● WHAT THIS TASK INVOLVES
Please count the lines in the records that follow that contain the string "below", with case counting, and reply with the number alone.
[START OF ENTRIES SHOWN]
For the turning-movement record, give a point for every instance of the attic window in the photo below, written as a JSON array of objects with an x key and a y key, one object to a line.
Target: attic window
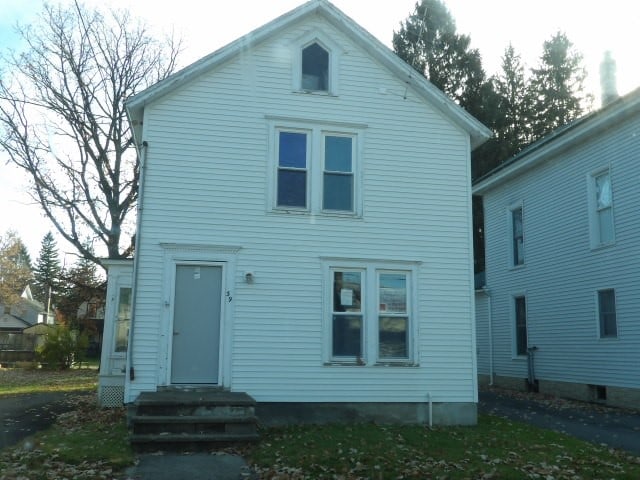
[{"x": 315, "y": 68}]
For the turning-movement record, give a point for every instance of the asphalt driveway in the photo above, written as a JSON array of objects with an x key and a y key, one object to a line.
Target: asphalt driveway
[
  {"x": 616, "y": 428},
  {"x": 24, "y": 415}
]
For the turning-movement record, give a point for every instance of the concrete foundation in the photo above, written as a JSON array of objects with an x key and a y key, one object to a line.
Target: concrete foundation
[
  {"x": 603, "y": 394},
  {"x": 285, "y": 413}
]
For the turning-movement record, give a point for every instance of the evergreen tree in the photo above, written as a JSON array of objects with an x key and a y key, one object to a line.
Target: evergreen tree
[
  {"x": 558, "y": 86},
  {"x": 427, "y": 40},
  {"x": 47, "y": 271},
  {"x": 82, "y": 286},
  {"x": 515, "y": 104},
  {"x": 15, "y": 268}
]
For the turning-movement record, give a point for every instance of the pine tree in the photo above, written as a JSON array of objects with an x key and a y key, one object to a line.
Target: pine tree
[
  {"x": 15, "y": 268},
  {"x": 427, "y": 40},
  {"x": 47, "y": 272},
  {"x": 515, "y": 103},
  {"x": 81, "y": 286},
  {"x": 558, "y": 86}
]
[END OF ENTRIES SHOWN]
[START OF ENTRIES SHOWN]
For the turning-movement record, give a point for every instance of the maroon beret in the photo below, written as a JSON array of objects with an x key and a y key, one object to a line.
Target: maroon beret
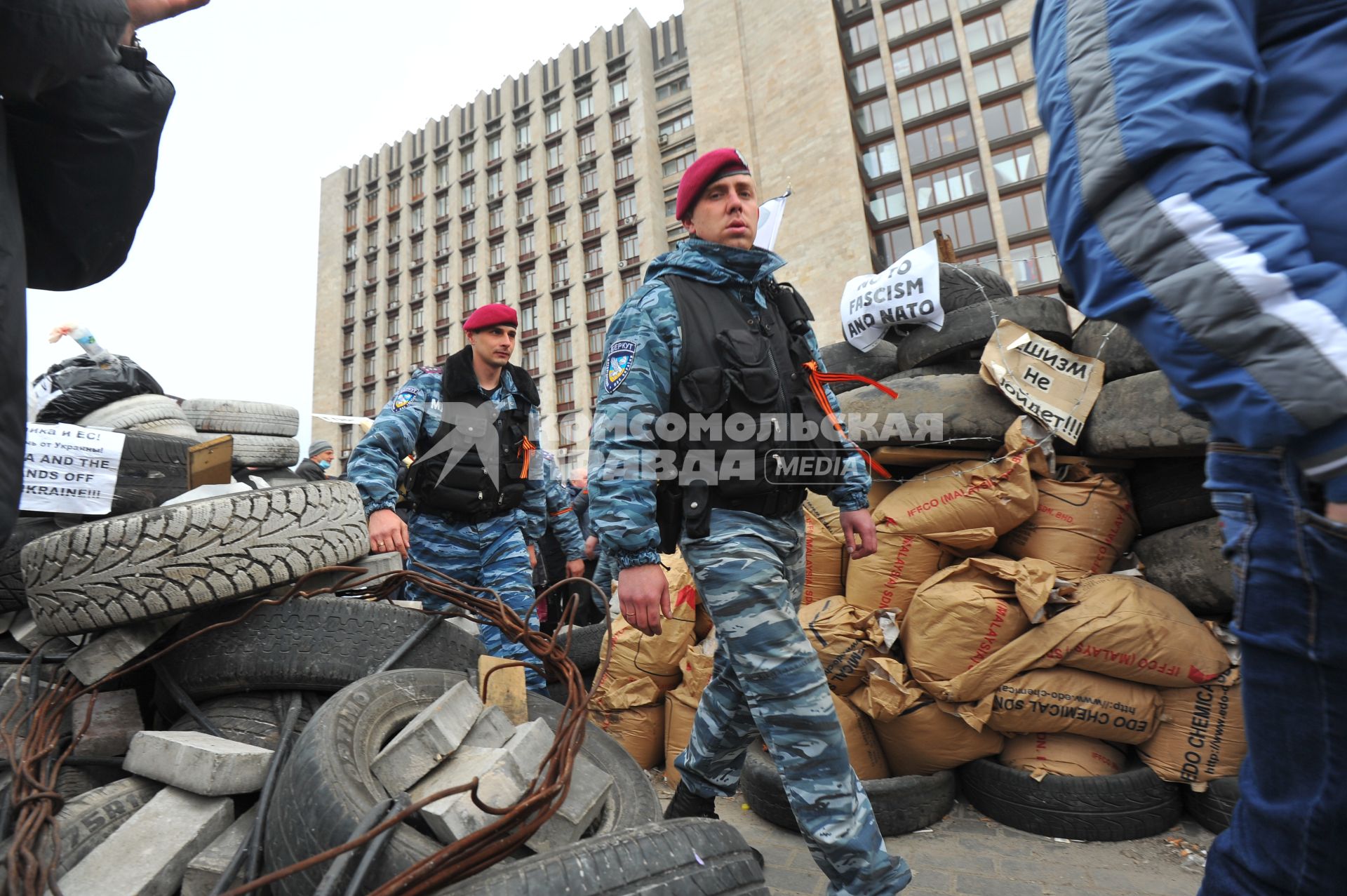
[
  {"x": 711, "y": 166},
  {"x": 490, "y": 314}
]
[END OF ENTRIES SHOWN]
[START OF ENTRIES SHOWN]
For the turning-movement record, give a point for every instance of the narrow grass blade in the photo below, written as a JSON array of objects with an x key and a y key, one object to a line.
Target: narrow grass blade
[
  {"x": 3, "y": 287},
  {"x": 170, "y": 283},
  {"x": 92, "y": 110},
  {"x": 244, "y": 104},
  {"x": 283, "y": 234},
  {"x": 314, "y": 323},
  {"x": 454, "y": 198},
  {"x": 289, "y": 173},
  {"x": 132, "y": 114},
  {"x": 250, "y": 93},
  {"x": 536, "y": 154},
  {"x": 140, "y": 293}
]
[END OF ENTRIES SHOWN]
● EXERCISE RESULT
3